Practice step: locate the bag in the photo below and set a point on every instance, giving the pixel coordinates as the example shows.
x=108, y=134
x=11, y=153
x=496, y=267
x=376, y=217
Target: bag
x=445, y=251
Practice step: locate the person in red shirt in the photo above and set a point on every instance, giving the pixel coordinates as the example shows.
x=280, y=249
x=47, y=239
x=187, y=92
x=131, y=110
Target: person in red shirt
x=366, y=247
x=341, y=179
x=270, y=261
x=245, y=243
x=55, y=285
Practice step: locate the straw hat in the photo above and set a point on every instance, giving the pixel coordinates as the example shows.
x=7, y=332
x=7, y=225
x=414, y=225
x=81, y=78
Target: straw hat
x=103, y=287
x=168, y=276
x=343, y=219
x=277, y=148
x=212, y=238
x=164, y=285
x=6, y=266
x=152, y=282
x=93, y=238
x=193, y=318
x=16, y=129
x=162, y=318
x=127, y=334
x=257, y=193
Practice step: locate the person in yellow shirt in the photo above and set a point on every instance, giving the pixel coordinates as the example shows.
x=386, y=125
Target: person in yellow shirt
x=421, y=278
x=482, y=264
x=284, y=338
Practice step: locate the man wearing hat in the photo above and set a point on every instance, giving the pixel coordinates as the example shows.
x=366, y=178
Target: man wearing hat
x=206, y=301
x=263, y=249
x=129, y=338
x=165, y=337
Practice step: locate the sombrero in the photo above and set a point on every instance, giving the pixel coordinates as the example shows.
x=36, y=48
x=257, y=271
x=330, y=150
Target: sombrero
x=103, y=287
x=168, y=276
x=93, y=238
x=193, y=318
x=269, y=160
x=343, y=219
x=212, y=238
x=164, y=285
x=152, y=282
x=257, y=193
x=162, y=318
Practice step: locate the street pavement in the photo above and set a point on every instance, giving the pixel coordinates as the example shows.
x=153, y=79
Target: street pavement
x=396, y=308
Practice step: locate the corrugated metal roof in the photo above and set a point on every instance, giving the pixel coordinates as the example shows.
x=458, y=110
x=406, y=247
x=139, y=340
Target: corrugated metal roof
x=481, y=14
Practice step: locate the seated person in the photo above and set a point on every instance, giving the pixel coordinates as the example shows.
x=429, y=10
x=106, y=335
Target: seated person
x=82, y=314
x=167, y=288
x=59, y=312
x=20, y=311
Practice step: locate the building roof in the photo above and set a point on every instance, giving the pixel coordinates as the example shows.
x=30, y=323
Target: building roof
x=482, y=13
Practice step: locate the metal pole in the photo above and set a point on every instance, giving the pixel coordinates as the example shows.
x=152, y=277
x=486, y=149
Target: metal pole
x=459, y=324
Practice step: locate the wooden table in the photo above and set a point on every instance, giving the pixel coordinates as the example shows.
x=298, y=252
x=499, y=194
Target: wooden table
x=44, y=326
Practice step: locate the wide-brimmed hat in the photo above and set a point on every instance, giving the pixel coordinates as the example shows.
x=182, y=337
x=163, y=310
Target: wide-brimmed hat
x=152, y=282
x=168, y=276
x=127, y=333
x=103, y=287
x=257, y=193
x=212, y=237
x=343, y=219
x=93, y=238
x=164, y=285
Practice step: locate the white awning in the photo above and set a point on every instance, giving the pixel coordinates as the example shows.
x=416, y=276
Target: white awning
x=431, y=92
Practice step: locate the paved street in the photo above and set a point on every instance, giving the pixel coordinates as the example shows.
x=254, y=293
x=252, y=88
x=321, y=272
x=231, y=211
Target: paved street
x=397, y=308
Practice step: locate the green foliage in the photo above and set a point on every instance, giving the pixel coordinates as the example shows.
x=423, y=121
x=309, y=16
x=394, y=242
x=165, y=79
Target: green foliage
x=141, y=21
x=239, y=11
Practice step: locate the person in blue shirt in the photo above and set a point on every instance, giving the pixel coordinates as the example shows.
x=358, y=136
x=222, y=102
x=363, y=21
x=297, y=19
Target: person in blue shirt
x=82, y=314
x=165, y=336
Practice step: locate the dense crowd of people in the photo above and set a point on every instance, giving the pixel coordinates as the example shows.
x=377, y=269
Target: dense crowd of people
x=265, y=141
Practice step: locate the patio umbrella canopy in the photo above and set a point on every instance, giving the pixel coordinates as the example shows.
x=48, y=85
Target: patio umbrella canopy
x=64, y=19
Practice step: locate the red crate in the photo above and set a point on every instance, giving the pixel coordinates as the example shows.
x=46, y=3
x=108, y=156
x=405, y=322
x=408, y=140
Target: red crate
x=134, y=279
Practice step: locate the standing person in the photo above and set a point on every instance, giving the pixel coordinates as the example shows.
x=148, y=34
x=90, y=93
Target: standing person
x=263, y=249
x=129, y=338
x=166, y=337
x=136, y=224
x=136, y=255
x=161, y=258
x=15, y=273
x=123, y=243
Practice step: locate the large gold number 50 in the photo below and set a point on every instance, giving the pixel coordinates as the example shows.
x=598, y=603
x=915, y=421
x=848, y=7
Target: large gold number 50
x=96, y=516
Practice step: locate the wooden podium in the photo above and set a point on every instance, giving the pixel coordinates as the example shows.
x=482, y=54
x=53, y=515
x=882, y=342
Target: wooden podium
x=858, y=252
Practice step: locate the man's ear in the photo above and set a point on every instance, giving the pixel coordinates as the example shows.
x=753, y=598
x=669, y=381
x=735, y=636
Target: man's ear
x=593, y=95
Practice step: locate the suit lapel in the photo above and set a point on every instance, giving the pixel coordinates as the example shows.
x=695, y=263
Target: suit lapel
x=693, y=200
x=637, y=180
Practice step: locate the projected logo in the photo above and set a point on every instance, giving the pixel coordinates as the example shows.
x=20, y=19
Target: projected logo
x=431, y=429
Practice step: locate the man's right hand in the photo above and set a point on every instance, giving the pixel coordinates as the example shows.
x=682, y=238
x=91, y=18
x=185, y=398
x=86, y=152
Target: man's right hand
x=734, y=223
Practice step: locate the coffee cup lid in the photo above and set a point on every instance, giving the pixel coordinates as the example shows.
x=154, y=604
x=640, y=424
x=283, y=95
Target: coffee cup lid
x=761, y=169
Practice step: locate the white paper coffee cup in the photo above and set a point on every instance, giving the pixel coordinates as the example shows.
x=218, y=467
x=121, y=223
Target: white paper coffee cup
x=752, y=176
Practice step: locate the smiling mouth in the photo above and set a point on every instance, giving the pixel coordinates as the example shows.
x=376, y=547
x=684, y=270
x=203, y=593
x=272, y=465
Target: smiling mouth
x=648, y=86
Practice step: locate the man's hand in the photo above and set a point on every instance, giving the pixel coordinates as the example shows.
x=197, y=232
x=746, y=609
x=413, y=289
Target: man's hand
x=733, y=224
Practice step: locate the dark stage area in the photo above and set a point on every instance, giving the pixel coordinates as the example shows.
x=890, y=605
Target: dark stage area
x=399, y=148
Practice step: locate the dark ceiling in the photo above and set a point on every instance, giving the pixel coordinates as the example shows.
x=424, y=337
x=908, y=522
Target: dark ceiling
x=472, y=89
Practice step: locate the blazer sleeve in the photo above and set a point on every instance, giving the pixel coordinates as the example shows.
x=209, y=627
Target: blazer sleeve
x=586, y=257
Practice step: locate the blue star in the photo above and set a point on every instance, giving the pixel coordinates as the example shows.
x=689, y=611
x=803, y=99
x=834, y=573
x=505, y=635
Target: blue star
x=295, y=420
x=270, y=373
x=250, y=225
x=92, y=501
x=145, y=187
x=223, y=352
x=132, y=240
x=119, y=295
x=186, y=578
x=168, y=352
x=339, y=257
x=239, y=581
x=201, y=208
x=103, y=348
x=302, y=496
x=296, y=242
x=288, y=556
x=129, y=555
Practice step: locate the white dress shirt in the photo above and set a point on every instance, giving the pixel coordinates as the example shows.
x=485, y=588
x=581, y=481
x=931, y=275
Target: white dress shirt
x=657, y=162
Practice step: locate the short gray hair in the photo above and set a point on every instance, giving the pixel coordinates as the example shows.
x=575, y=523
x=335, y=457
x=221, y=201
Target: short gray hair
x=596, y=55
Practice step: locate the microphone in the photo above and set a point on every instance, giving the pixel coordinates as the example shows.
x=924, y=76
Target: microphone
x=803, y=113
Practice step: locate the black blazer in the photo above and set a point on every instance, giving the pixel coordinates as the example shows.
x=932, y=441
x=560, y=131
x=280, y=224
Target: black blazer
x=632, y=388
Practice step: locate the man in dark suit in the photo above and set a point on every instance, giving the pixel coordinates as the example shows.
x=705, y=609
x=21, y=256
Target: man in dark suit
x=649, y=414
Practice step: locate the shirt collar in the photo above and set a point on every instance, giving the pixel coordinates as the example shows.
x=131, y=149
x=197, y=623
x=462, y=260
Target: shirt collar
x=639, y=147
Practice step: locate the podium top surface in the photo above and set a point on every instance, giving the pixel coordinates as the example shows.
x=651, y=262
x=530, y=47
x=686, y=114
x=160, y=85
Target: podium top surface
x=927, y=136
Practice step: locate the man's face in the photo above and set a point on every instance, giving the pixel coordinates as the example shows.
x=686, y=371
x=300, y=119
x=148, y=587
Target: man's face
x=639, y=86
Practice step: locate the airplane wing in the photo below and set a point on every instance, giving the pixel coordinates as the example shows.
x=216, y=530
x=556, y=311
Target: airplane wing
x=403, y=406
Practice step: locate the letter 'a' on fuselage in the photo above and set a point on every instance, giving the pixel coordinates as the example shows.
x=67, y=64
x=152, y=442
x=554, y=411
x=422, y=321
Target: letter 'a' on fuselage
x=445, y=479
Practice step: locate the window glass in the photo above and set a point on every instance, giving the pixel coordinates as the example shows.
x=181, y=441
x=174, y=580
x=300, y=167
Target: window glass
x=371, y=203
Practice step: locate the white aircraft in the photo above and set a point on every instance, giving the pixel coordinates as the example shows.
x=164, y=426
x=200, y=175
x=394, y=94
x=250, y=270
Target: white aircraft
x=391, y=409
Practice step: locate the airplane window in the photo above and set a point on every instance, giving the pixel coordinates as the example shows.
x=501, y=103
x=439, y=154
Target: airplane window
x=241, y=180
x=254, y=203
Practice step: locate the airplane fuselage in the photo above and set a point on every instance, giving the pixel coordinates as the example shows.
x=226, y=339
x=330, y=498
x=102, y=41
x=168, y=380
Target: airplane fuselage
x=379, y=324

**Problem**
With the line holding "x=216, y=530" as the first and the line holding "x=394, y=94" as the last, please transcribe exactly the lines of the material above in that range and nothing else.

**Result**
x=216, y=530
x=556, y=311
Target: airplane wing
x=403, y=406
Practice step: locate the letter 'a' on fuselage in the photo above and set a point on every instance, giving the pixel coordinates as the example shows.
x=67, y=64
x=152, y=442
x=554, y=411
x=422, y=321
Target: letter 'a' on fuselage
x=445, y=479
Practice step: locate the window glass in the photo above and set a point on every instance, giving the pixel coordinates as the example shows.
x=181, y=441
x=174, y=580
x=300, y=167
Target: window glass
x=371, y=203
Practice step: locate the white aircraft in the photo above and set a point on every instance, giving the pixel coordinates as the example shows.
x=164, y=426
x=200, y=175
x=394, y=94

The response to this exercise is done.